*** Opening of Record extracts ***

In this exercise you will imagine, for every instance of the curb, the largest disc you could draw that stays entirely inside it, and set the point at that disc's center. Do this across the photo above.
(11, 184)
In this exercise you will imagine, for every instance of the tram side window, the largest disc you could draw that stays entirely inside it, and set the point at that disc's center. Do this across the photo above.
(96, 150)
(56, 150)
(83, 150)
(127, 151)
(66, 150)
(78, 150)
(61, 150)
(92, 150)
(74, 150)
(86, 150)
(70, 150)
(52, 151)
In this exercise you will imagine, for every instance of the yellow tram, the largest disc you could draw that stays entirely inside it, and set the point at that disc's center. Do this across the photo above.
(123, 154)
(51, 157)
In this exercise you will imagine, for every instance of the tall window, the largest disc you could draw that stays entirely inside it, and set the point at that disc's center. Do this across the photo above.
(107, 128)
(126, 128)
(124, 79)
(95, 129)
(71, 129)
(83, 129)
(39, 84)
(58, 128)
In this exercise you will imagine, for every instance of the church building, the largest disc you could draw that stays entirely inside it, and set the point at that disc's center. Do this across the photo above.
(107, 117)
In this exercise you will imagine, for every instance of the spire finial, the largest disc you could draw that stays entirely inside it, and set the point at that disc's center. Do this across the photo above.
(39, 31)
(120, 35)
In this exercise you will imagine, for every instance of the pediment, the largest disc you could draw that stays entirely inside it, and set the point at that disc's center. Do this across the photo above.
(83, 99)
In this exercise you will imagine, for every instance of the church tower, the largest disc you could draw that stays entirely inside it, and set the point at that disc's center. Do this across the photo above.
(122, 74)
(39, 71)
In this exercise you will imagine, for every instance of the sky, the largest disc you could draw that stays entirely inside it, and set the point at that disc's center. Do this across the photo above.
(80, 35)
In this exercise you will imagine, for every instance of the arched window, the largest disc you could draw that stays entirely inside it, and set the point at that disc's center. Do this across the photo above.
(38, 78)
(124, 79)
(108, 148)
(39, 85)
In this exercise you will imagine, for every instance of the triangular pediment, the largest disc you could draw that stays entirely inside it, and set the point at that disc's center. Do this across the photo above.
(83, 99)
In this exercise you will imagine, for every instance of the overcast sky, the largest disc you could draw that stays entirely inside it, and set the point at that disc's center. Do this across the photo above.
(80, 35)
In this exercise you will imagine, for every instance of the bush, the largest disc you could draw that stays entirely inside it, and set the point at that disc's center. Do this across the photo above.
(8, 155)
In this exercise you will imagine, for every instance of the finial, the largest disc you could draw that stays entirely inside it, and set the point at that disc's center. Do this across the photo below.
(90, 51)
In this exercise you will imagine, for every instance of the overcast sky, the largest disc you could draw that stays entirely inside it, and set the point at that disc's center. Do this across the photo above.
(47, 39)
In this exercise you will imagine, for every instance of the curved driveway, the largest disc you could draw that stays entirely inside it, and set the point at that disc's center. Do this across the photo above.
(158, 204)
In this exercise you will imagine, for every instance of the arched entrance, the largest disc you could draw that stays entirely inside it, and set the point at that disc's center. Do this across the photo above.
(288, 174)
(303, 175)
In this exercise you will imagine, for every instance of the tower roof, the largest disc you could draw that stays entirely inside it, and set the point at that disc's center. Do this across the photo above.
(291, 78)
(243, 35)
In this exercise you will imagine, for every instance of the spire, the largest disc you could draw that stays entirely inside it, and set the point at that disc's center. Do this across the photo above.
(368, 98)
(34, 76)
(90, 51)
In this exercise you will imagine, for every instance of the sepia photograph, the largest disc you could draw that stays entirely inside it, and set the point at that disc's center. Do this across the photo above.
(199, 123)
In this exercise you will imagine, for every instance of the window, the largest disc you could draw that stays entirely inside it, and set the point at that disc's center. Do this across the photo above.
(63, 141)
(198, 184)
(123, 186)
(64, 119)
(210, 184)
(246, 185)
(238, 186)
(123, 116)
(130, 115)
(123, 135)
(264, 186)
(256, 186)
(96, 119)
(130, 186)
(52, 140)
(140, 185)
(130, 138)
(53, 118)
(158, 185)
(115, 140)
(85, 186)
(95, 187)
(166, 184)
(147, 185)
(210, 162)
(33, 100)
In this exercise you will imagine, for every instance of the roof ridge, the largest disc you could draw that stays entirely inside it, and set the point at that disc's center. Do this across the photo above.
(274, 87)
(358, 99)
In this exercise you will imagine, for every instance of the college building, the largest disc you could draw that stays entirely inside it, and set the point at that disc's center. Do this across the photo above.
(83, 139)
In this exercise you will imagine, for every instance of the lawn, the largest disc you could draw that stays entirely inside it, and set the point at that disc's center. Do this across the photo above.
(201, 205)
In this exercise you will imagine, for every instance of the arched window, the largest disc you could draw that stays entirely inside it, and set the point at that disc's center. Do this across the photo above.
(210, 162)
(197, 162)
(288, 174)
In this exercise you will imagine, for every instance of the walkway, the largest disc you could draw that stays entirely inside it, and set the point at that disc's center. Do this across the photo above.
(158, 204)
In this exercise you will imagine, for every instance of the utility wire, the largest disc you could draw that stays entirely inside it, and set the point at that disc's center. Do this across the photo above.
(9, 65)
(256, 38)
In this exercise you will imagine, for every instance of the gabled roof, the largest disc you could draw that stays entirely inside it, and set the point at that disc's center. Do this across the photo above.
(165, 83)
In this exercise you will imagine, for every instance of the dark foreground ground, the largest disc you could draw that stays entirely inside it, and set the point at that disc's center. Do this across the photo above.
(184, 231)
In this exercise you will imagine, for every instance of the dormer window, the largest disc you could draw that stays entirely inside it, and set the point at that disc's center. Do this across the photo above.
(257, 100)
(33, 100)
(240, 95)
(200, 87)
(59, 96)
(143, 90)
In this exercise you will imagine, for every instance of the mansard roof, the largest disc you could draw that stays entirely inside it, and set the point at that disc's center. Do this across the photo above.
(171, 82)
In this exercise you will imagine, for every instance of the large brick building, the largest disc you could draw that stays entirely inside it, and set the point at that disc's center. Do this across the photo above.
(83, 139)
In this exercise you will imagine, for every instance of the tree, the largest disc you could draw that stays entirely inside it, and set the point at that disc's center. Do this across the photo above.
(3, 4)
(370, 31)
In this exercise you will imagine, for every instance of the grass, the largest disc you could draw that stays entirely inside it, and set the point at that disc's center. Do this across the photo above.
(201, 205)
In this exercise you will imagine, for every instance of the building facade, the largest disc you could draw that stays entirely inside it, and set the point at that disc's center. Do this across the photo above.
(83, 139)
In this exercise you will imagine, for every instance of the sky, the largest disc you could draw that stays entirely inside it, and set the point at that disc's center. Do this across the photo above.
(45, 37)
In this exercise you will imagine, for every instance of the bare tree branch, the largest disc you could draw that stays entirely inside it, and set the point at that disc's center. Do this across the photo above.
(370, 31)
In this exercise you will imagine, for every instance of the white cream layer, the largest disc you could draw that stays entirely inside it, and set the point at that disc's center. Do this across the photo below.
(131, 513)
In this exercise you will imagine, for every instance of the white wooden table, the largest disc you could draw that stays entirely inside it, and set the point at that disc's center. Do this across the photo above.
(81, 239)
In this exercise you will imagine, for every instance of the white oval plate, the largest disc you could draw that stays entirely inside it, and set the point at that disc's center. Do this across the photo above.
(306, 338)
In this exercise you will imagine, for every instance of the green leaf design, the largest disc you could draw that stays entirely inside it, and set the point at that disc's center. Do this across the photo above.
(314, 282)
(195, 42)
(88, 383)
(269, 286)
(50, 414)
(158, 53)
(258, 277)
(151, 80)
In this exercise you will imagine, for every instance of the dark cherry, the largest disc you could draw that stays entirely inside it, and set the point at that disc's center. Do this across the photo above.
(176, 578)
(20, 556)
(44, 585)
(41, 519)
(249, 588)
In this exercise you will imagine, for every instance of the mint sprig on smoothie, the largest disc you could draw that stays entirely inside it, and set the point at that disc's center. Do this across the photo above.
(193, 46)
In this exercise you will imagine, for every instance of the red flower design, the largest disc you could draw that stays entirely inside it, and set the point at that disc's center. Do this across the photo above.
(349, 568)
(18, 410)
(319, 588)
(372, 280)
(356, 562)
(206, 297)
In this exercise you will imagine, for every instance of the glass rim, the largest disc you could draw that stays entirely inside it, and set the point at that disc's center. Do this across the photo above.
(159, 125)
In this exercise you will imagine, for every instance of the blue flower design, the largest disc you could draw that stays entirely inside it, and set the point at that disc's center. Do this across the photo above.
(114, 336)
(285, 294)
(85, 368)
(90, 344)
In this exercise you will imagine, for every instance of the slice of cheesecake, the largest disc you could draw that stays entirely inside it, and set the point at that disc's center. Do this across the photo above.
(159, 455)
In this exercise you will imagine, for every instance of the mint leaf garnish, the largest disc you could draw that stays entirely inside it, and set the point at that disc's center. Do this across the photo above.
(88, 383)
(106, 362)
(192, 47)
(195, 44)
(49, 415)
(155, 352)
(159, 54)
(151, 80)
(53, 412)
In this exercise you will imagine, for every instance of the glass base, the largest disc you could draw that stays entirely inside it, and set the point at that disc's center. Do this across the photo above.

*** Close of Record extracts ***

Output the line containing "of the slice" and each line after it through the close of the entries, unchanged and with no other lines.

In this exercise you will imagine, for every instance of the slice of cheesecake, the largest disc you could draw that stays entirely inside it, and set the point at that disc's center. Do this across the photo above.
(159, 455)
In this exercise you will imagine, for every instance of the mint leaf garnish, the largest disc you could draw that stays entirely inside it, and set the point at that disc's center. Do this across the photo above.
(88, 383)
(106, 362)
(192, 47)
(195, 44)
(49, 415)
(155, 352)
(159, 54)
(151, 80)
(53, 412)
In this exercise you will imagine, for every instance of the glass base, the largest disc you could draw that stays entirely inside it, and set the point at that disc's center. Do this across the photo above.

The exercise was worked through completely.